Mom stood by my side all night long.  I will admit there were times where I was less than pleasant to her.  I got downright snotty more than once.  Around 6am they gave me a shot of some useless pain med that didn't stop the pain, but stopped you from being able to clearly voice your discomfort.  Demerol (sp?).  Apparently I got pretty funny at this point.  I was soon hooked up to oxygen because apparently I wasn't getting enough on my own.  Which of course made the bill go up even more!  Breathe ladies breathe!  My dad reached the hospital around 7ish and my sister was there by 8.  I don't think Haydens dad showed up until around 8 as well.  Finally feeling some relief around 7:30 when I got my epidural, I think I may have taken a brief nap...but who can say for sure. 

At 9:57 on August 17th, 2009 my little monster was born.  His umbilical cord was wrapped around his neck twice and thank god the nurses did all their BEST (Baptist joke) otherwise who knows if he be here today.  His heart rate was rapidly dropping and I was only at an 8 so (not going to go into to much detail) they got me to a ten and started the pushing process.
 
 
 
That was 4 years ago.  Since giving birth to a bouncing baby boy life has changed so much.  For the better.  No I am not where I hoped I would be.  I am not living where I want, I'm not on the life path that I want...but I love where I'm at.  When times get rough and I am tempted to pull my hair out, I remember that weekend.  The weekend everything changed.  I am still not to my pre-pregnancy weight, I have stretch marks, and more cellulite than I care to think about.
━━━━━━━━━━━━━━━━━━━━
[Tasks to perform]
A. Repeat a passage from the birth story word for word, beginning at the words "At 9:57 on August" and stopping after "the pushing process.".
B. According to the birth story, at what time and on what date was the baby born?
C. Resume the birth story after its last sentence.
━━━━━━━━━━━━━━━━━━━━
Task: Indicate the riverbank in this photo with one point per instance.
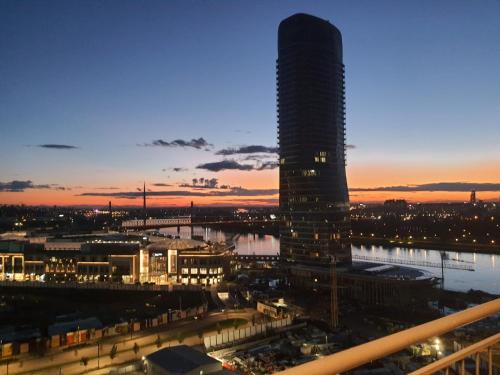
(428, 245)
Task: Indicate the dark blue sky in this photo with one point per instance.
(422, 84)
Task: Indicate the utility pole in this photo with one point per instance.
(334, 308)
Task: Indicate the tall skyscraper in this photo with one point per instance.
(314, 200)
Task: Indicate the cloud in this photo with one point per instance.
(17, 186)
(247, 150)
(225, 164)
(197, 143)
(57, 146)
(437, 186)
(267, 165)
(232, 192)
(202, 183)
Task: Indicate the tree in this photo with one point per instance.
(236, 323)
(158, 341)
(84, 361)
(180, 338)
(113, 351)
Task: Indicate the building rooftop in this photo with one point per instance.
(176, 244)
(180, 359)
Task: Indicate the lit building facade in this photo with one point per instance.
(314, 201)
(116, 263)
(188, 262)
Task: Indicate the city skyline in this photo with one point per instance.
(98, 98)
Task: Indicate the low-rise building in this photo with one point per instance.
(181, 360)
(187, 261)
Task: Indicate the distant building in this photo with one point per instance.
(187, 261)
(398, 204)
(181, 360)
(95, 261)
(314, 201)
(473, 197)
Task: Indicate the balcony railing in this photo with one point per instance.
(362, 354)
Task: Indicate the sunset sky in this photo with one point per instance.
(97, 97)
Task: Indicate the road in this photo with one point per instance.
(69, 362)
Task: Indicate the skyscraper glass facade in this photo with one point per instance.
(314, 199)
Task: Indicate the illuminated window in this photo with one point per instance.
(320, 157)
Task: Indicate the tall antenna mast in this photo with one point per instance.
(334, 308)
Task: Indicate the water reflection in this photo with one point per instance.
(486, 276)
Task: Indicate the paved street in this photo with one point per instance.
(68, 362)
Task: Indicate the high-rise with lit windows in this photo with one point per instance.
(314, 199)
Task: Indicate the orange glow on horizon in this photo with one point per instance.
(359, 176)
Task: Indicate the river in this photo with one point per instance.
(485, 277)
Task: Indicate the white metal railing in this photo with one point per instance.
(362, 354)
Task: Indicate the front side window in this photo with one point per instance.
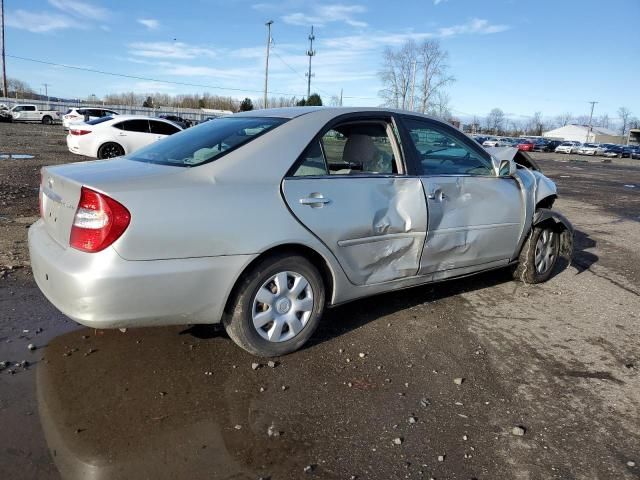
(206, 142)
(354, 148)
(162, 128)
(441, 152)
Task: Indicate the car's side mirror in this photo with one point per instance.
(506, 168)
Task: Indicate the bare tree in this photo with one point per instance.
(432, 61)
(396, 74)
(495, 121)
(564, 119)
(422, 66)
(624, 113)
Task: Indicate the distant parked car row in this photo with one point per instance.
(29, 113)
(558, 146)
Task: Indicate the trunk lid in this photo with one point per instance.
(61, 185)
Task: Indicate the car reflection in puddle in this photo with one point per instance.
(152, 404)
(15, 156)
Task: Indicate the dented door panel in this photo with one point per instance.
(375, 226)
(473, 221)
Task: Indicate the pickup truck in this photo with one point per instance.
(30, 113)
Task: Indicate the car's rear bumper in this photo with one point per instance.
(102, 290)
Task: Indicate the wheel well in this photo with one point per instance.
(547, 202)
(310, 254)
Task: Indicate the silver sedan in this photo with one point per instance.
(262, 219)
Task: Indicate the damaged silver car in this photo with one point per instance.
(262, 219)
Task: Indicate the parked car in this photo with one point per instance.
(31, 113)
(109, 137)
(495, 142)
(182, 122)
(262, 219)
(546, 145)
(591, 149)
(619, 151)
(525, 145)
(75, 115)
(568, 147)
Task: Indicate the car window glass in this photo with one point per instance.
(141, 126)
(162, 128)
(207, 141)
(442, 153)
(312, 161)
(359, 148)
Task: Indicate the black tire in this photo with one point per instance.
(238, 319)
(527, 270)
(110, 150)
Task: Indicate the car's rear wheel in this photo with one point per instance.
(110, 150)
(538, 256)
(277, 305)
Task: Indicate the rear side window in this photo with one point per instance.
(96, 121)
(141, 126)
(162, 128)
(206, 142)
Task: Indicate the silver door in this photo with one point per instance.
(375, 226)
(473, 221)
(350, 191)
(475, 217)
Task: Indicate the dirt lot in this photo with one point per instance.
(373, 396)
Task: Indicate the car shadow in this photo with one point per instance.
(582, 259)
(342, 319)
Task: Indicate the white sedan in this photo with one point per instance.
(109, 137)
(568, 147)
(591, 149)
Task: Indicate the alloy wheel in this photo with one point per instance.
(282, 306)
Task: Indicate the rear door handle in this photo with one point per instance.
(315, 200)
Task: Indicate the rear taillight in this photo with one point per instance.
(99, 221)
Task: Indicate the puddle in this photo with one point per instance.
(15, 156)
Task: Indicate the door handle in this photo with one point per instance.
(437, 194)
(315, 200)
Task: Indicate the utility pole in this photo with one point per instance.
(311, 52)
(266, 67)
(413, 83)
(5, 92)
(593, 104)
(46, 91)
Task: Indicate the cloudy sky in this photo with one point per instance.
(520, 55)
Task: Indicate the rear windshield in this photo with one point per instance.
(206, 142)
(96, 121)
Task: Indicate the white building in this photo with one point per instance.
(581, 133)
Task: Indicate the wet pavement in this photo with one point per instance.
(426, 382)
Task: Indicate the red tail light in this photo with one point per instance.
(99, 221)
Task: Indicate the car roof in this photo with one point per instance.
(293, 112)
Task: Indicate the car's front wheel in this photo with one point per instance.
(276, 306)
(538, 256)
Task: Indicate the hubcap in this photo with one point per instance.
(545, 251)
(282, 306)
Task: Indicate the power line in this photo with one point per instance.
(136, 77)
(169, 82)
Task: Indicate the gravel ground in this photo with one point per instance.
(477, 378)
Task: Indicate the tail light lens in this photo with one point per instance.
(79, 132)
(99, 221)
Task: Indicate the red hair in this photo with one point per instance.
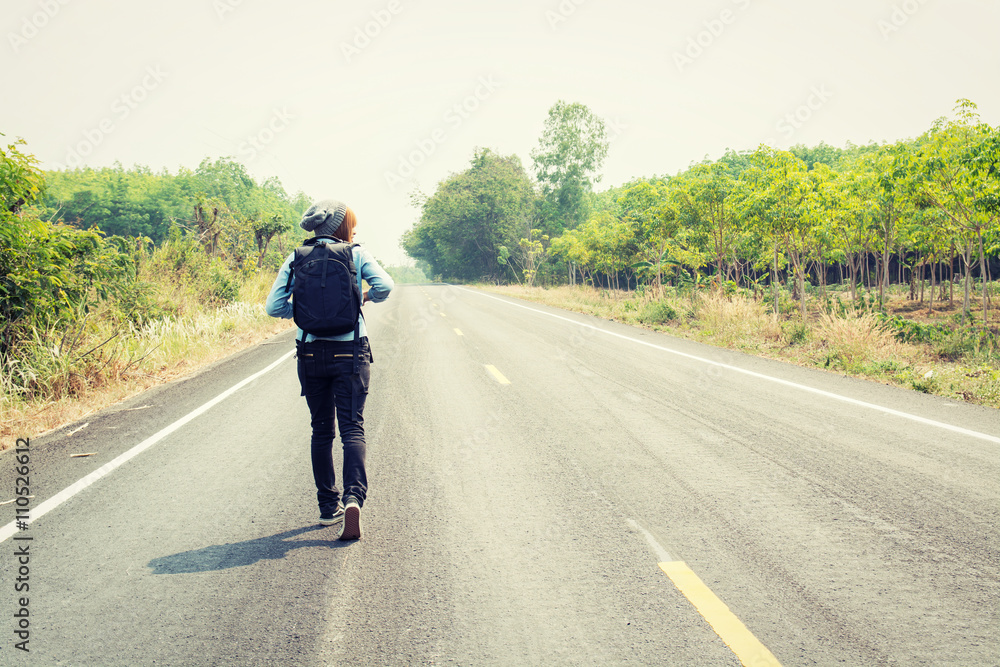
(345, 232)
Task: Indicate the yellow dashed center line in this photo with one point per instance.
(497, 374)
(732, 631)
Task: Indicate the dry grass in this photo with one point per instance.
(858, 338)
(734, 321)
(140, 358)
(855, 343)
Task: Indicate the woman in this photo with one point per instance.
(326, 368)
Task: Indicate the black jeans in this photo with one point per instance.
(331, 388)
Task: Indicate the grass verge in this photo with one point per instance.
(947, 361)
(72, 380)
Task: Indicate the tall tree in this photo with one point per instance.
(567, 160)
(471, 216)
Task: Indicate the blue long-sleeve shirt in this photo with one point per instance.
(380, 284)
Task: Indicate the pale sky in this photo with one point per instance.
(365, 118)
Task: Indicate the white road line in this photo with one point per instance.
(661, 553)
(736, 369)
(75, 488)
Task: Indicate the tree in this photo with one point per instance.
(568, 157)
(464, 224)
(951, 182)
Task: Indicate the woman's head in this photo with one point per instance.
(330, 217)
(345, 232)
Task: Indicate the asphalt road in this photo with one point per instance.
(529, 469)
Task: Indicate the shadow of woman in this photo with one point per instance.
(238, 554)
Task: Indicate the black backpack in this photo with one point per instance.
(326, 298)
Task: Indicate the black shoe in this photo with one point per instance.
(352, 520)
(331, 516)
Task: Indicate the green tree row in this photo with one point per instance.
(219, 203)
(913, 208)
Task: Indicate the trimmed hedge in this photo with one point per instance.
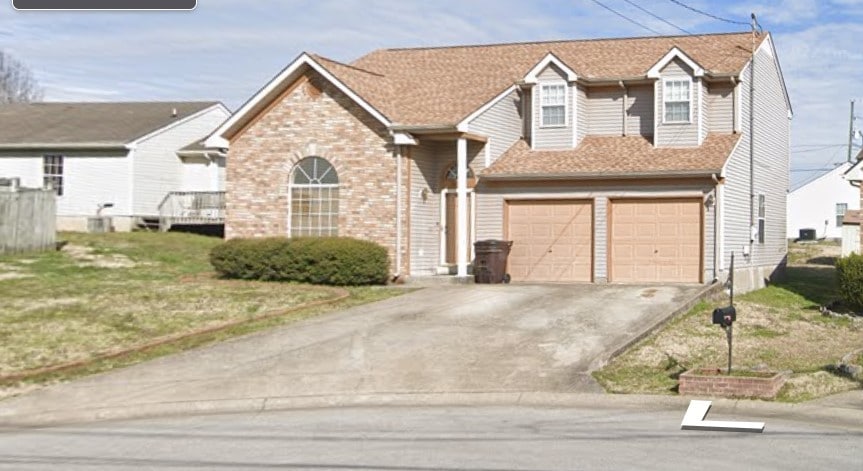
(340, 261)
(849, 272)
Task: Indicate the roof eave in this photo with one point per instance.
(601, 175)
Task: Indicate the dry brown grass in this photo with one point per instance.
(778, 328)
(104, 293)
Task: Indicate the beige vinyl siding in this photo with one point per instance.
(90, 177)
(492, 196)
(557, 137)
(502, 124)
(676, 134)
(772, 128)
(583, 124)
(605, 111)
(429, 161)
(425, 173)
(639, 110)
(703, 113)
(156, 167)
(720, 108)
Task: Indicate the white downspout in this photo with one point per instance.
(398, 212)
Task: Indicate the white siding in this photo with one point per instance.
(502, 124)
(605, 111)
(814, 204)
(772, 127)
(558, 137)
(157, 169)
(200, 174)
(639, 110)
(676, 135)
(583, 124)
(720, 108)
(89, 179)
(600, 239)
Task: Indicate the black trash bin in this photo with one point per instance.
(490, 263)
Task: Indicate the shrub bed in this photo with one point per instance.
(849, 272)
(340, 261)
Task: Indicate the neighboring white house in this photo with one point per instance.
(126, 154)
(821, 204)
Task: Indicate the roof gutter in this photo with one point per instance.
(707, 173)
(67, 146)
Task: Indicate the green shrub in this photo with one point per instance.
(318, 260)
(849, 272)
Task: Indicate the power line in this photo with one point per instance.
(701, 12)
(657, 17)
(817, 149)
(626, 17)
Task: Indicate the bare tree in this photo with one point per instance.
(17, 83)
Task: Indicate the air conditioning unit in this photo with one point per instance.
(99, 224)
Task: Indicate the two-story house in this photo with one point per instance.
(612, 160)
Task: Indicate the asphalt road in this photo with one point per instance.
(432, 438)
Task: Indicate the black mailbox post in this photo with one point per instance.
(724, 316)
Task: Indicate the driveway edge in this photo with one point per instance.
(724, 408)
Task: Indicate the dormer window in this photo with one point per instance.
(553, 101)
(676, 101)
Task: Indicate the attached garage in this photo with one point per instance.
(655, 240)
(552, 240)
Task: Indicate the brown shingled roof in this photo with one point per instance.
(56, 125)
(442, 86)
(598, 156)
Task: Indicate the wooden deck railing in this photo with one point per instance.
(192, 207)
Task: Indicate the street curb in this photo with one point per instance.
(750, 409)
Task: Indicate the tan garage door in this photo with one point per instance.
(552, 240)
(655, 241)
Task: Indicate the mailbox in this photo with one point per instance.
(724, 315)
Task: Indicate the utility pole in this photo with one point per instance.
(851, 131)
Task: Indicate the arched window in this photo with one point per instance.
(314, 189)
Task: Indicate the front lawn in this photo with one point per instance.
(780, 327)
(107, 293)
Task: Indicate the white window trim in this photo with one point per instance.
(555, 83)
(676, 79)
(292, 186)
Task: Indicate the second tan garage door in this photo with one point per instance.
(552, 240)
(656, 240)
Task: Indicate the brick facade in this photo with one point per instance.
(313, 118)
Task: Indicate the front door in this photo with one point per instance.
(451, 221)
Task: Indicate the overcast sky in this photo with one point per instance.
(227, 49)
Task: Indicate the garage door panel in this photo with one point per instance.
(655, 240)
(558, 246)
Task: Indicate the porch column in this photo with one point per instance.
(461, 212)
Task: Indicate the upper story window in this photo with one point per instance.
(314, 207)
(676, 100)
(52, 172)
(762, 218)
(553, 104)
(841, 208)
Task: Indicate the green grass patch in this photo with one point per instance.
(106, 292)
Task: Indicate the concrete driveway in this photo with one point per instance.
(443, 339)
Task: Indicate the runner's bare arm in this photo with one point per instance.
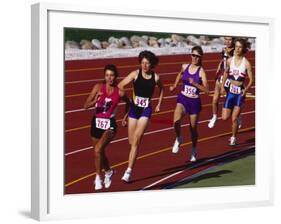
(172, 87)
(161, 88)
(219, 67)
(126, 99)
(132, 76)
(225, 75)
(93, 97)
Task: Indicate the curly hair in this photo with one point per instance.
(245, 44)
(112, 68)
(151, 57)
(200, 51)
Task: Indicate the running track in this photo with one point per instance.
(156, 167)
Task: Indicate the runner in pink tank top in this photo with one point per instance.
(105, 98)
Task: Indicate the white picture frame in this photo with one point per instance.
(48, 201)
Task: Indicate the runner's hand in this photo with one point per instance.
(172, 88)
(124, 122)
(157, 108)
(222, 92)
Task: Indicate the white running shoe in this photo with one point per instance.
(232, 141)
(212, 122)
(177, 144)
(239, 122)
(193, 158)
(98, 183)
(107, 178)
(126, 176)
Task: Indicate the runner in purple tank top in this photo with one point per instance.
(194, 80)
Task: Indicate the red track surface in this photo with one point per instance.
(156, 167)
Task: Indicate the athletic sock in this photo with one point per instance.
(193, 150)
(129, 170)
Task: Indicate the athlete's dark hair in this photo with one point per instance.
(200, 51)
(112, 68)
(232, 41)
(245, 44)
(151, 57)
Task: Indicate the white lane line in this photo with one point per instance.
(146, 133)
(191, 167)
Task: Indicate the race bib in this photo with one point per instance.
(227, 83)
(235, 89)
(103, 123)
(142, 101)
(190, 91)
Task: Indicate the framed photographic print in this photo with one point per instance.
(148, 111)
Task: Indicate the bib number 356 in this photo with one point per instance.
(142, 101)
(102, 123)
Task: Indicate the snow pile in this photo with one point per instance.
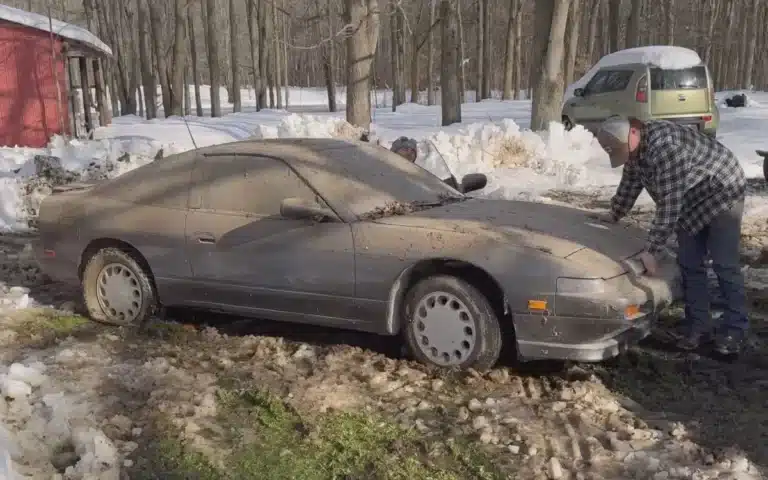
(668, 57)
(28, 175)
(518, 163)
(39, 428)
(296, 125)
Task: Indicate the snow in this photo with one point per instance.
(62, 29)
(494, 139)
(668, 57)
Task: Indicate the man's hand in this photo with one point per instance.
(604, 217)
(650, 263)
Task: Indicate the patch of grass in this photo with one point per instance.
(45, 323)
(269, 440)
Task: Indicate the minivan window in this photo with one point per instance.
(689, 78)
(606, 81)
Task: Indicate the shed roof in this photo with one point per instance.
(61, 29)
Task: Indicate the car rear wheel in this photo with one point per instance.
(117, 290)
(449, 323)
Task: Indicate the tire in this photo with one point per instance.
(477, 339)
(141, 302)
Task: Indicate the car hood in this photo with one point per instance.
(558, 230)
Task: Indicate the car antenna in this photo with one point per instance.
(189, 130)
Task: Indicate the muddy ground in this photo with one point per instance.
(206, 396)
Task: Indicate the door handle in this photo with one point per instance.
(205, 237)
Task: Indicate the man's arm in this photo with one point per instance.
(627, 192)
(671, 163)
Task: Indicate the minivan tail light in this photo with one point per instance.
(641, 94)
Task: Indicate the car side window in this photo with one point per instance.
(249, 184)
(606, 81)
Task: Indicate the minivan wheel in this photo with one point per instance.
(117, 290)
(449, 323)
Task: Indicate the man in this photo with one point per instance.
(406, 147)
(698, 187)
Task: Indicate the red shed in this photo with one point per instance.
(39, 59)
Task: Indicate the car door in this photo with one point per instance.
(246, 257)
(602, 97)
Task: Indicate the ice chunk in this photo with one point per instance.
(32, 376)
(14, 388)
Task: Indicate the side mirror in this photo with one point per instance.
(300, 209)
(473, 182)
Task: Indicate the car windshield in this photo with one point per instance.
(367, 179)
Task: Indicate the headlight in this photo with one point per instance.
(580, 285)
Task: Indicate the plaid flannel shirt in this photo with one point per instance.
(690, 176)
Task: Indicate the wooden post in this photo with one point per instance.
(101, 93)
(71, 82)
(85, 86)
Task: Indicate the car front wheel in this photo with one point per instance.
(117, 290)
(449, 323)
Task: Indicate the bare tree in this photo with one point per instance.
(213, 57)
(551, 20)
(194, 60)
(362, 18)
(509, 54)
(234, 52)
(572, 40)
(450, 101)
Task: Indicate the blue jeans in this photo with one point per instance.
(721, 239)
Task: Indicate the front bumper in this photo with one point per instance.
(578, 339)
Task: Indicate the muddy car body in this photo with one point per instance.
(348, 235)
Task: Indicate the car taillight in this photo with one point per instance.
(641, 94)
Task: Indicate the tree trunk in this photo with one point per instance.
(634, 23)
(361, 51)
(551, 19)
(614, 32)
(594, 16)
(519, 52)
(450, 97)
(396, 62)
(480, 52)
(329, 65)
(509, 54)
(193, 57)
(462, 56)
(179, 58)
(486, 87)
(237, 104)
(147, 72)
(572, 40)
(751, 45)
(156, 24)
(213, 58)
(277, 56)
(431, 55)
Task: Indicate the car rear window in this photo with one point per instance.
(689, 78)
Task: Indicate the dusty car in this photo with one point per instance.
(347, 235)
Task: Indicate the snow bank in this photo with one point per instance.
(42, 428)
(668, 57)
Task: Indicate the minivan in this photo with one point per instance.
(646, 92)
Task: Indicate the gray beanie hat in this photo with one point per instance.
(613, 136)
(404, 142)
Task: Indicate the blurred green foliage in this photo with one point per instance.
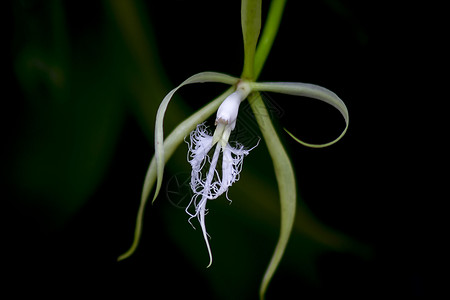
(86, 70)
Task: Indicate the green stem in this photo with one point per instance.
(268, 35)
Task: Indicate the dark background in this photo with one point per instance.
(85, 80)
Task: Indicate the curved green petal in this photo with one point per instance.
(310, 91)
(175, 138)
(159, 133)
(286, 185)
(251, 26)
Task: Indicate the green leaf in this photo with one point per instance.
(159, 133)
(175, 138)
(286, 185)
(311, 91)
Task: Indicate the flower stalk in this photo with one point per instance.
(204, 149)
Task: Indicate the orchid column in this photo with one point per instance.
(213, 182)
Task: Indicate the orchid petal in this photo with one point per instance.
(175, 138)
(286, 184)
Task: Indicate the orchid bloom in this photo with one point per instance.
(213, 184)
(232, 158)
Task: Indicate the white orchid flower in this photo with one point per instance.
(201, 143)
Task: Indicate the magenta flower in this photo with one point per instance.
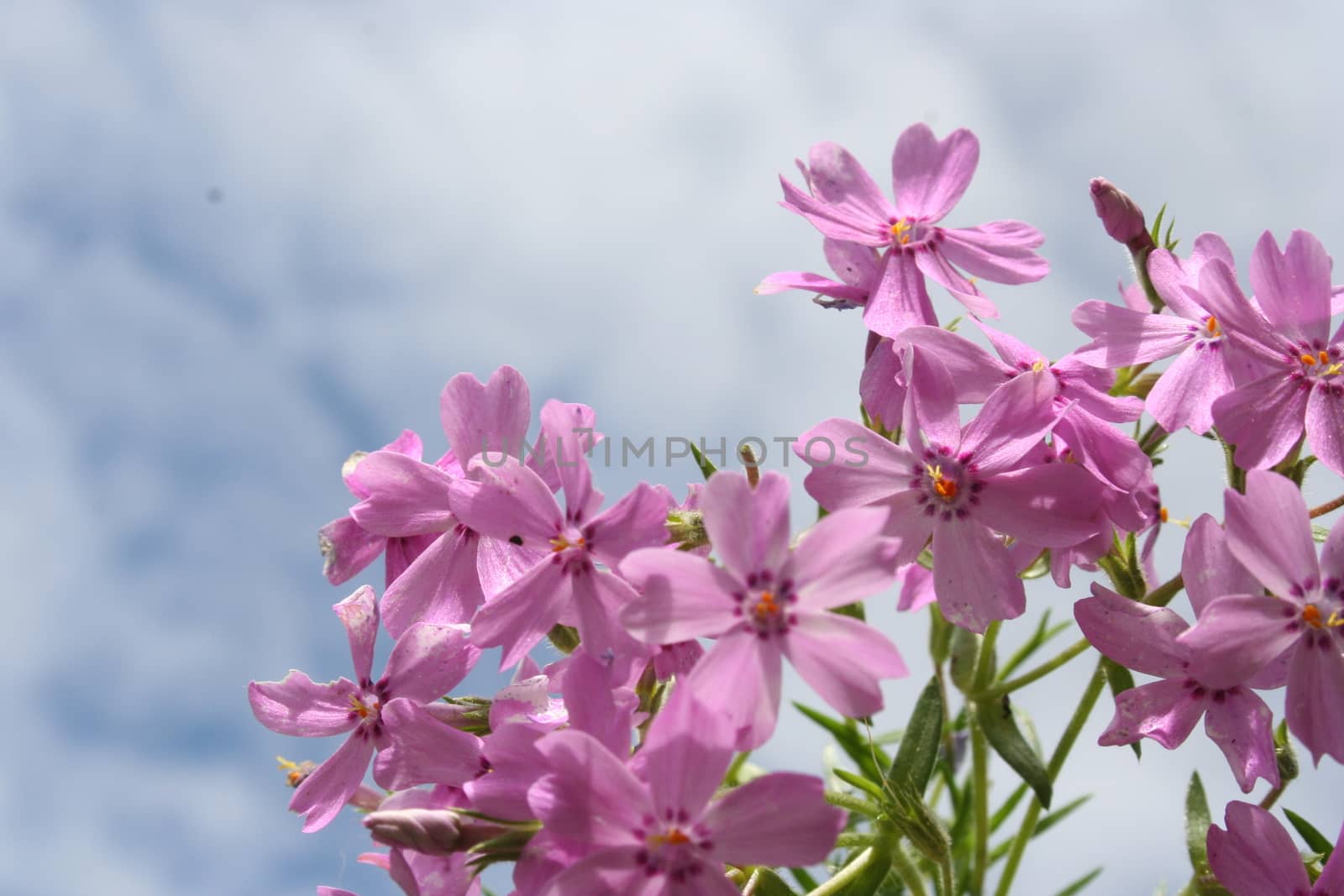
━━━━━━━━━━━━━━━━━━━━
[Results for each task]
A.
At 9:57 on August 17th, 2009 my little monster was born.  His umbilical cord was wrapped around his neck twice and thank god the nurses did all their BEST (Baptist joke) otherwise who knows if he be here today.  His heart rate was rapidly dropping and I was only at an 8 so (not going to go into to much detail) they got me to a ten and started the pushing process.

B. At 9:57 on August 17th, 2009.

C.
 
 
 
 
My life is now soccer games, bedtime stories, legos, and superheroes.  Half the time I can't remember what I ate the night before, but I can tell you exactly what happened on Haydens first trip to the ER.  I can tell you about the time we weathered our first tornado storm alone.  I can tell you exactly what I felt on the first day I went to work after he was born, the first visit with his dad, the last visit with his dad.  I can tell you what he wore home from the hospital. I can tell you all sorts of things that have happened since August 17th, 2009, all sorts of things about him.  
 
 
 
 
Hayden has been potty trained for over a year now, he has slept in his "big boy" bed for nearly two.  Every single day that passes this little guy exceeds my every expectation.  




You learn a lot about yourself when you become a parent.  Everything you know is tested.  Every theory you had is proven wrong...nothing stays the same.  If you are lucky, you have people to help you along the way.  People who will say "Hey, let us watch him for a little bit and you go out and just have some mental health time."  or ones that say "Yea, you are completely normal for thinking and feeling that way, sometimes life is overwhelming.  It will get better. It's just a phase.".  My child has truly molded me into a different person, a better person.  I only hope that one day he will say the same about me.  That I will do a good job, make him proud, and teach him right.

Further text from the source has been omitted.